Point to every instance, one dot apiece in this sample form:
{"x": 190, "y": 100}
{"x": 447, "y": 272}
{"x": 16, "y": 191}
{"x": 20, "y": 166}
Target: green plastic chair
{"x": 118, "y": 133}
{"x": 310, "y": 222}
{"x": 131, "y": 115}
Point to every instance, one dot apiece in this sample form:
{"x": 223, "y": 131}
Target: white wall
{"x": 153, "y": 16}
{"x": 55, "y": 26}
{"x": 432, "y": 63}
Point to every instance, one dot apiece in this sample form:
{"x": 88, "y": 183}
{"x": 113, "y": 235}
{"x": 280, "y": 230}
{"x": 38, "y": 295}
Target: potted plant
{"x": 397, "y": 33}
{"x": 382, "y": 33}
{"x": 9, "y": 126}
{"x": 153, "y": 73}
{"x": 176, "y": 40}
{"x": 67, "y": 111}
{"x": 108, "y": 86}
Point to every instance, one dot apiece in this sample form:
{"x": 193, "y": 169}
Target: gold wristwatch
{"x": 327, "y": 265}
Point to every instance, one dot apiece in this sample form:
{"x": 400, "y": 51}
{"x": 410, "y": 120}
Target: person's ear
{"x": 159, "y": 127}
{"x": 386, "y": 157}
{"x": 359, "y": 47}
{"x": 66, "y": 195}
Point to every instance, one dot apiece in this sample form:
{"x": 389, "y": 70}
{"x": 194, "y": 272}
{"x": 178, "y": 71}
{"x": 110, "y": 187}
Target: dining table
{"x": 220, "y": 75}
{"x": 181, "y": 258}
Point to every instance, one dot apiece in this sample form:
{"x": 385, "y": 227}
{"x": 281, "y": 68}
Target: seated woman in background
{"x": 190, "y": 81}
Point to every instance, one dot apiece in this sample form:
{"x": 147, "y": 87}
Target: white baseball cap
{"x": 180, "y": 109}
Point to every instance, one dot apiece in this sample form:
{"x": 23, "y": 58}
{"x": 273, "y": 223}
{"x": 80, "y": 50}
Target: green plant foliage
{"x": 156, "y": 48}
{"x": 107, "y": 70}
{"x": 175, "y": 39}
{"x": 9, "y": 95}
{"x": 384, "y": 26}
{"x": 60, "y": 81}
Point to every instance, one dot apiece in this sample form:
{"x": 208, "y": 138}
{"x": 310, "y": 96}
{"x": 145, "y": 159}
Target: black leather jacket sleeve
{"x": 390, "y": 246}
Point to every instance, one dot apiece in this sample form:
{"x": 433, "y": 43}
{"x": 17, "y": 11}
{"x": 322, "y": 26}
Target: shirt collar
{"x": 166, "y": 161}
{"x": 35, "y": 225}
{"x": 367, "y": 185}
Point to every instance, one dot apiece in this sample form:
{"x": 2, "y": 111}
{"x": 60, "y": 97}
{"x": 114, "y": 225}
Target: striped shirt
==========
[The problem]: Please reproduce the whole listing exactly, omitting no line.

[Result]:
Point to every instance, one dot apiece in this sample form:
{"x": 190, "y": 100}
{"x": 447, "y": 272}
{"x": 16, "y": 191}
{"x": 20, "y": 166}
Target: green plastic chair
{"x": 118, "y": 133}
{"x": 310, "y": 222}
{"x": 131, "y": 115}
Point to every instance, one dot apiece in this sample form:
{"x": 223, "y": 131}
Target: white wall
{"x": 153, "y": 16}
{"x": 55, "y": 26}
{"x": 432, "y": 63}
Point to every instance, one dot apiece in this sample form:
{"x": 88, "y": 183}
{"x": 113, "y": 235}
{"x": 280, "y": 230}
{"x": 38, "y": 295}
Target: potted plant
{"x": 397, "y": 33}
{"x": 382, "y": 33}
{"x": 9, "y": 126}
{"x": 153, "y": 73}
{"x": 176, "y": 40}
{"x": 67, "y": 111}
{"x": 108, "y": 86}
Point to every instance, one dot apiece in this sample form:
{"x": 193, "y": 169}
Target: gold wristwatch
{"x": 327, "y": 265}
Point to every instance, one dot apiece in this sample form:
{"x": 400, "y": 51}
{"x": 410, "y": 120}
Target: person's ear
{"x": 159, "y": 127}
{"x": 386, "y": 157}
{"x": 359, "y": 47}
{"x": 66, "y": 195}
Point to every instance, one dot apiece in this sample form:
{"x": 389, "y": 70}
{"x": 194, "y": 272}
{"x": 178, "y": 71}
{"x": 110, "y": 187}
Target: dining table
{"x": 220, "y": 75}
{"x": 181, "y": 258}
Point to every instance, one dot apiece in this sample form:
{"x": 385, "y": 227}
{"x": 281, "y": 68}
Target: seated woman in background
{"x": 190, "y": 81}
Point to every instance, one dot apiece in this sample form:
{"x": 147, "y": 87}
Target: white baseball cap
{"x": 180, "y": 109}
Point to every instance, one dot apiece in this sample form:
{"x": 23, "y": 58}
{"x": 273, "y": 223}
{"x": 80, "y": 50}
Target: green plant foliage
{"x": 156, "y": 48}
{"x": 107, "y": 70}
{"x": 175, "y": 39}
{"x": 9, "y": 95}
{"x": 384, "y": 26}
{"x": 60, "y": 81}
Point to every instance, one dot apiece in this sample form:
{"x": 208, "y": 138}
{"x": 310, "y": 96}
{"x": 145, "y": 159}
Target: black leather jacket sleeve
{"x": 390, "y": 246}
Point to every instance, one dot apiece in this sample form:
{"x": 433, "y": 43}
{"x": 17, "y": 11}
{"x": 322, "y": 26}
Target: shirt collar
{"x": 166, "y": 161}
{"x": 35, "y": 225}
{"x": 367, "y": 185}
Point to every instance, one dot apiece in this sample form:
{"x": 2, "y": 111}
{"x": 60, "y": 97}
{"x": 114, "y": 225}
Target: striped shirt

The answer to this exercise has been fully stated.